**Metti in pratica**
1: Trascrivi dal brano fornito il testo che va da "Per la Corte, deve" fino a "o secondo equità." incluso.
2: Secondo il brano fornito, per quanti giorni di malattia la disposizione censurata prevede la detrazione delle competenze accessorie dal trattamento del lavoratore?

**Brano fornito**

La decisione della Corte Costituzionale

«La disposizione censurata – si legge nella sentenza – prevede inderogabilmente la detrazione delle competenze accessorie dal trattamento dovuto al lavoratore in malattia per i primi dieci giorni, in un quadro di misure dirette alla riduzione dei giorni di assenza per malattia dei dipendenti pubblici, al fine di «riportare il tasso di assenteismo del settore pubblico nei limiti di quello privato» (relazione al disegno di legge n. 1386 presentato alla Camera dei deputati il 25 giugno 2008) e con l’effetto dichiarato di utilizzare i risparmi in tal modo realizzati per il miglioramento dei saldi di bilancio delle pubbliche amministrazioni, senza alcuna confluenza nei fondi per la contrattazione integrativa».

Per la Corte, deve essere anzitutto esclusa la denunciata violazione dell’art. 3 Cost. In primo luogo, l’art. 2110 del codice civile dispone che, in caso di malattia, spettano al lavoratore la retribuzione o un’indennità nella misura e per il tempo determinati dalle leggi speciali, dalla contrattazione collettiva, dagli usi o secondo equità.

In secondo luogo, l’impianto normativo del lavoro pubblico non è confrontabile con quello del lavoro privato, per il fatto che nell’ambito di quest’ultimo convivono regimi notevolmente diversificati.

Nel lavoro pubblico privatizzato – al quale appartengono i lavoratori della scuola – la materia è sostanzialmente demandata alla contrattazione collettiva, in ossequio ai principi regolatori della normativa del settore, con una varietà di discipline che risentono delle peculiarità di ciascun comparto di riferimento.

**Sezione dati**
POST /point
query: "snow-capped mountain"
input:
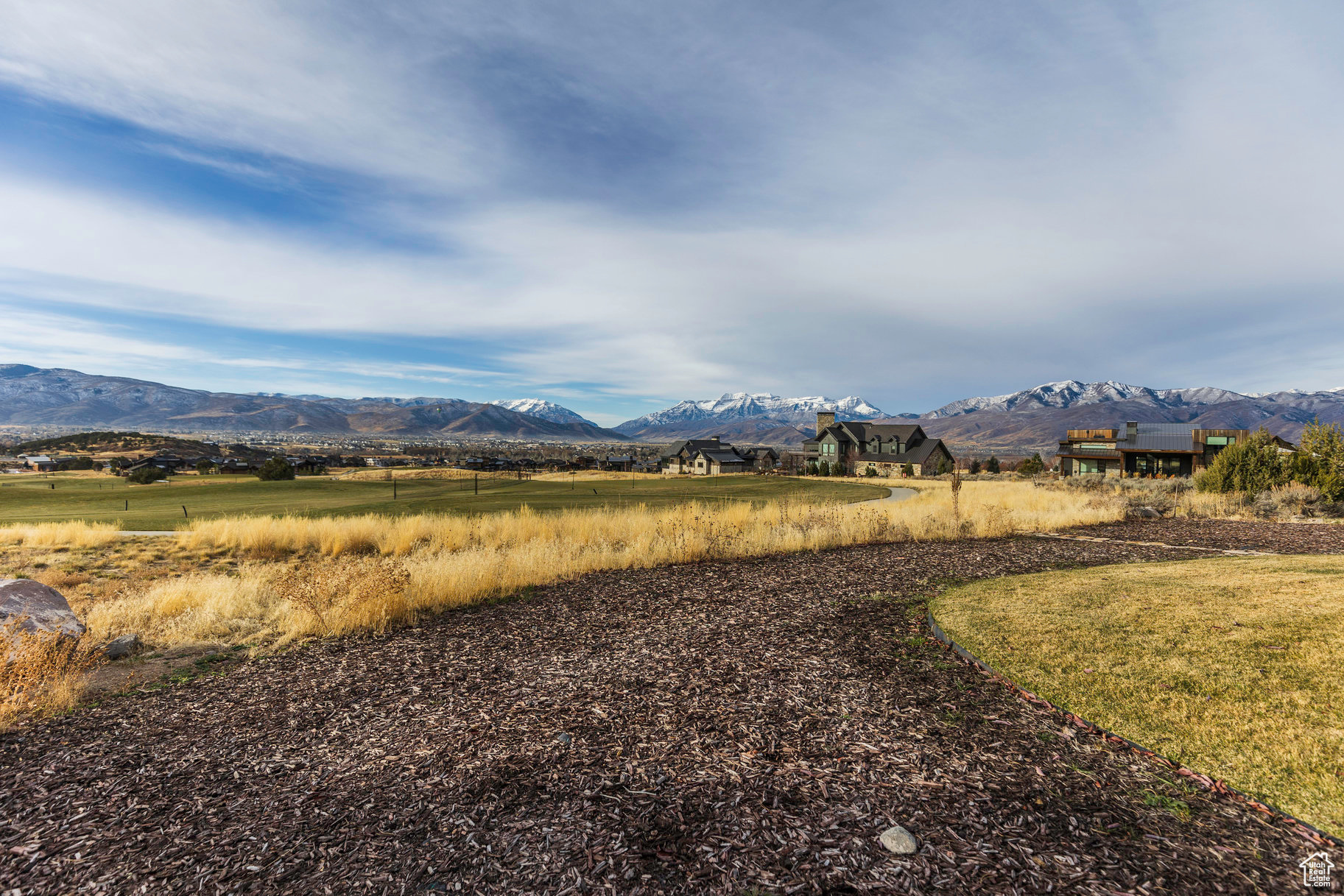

**Risposte in ordine**
1:
Per la Corte, deve essere anzitutto esclusa la denunciata violazione dell’art. 3 Cost. In primo luogo, l’art. 2110 del codice civile dispone che, in caso di malattia, spettano al lavoratore la retribuzione o un’indennità nella misura e per il tempo determinati dalle leggi speciali, dalla contrattazione collettiva, dagli usi o secondo equità.

2: Per i primi dieci giorni.